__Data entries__
┌──

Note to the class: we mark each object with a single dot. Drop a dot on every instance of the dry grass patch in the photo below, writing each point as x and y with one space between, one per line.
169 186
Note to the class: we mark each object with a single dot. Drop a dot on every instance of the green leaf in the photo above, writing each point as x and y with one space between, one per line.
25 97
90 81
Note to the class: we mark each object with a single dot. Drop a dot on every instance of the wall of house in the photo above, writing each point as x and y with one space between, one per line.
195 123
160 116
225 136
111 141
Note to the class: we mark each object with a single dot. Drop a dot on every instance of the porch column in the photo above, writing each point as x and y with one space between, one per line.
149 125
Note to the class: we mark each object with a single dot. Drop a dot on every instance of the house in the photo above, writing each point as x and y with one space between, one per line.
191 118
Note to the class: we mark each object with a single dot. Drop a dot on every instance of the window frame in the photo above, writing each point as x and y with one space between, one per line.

└──

__What you will do__
Reproduce the rows above, replacing every occurrence of "single dot" with "single marker" and keeping everything else unchanged.

__Exercise answer__
Note to the class: we mark each object with a single marker. Drop a dot on every instance of the dry grass patch in the photo below, writing each point as x and y with one space between, one per line.
169 186
Note to the class: we mark each object with a single marker. Drop a dot on every instance of the green leaf in the photo above, writing each point as x and y with one space between, one per line.
25 97
90 81
Note to the class: we mark each object with a single marker. Drop a dot on every instance of the wall of house in the photo above, writing each point as x and y with one space between, one per line.
195 123
160 116
225 136
111 141
Note to the class: we mark each object with a single marker. Drop a dot on every instance of the porch column in the photo above, writing each point as x and y with one space between, one per line.
149 125
Note to the class: we mark each object with a single marker. Drop a dot on every instance of the house in the photo above, writing each point as x and y with one space between, one per line.
191 118
Note to the class: we mark each object with a single marker. Drop a dot on every instance of the window frame in the photo above, writing each point as x and y with one space between, one per line.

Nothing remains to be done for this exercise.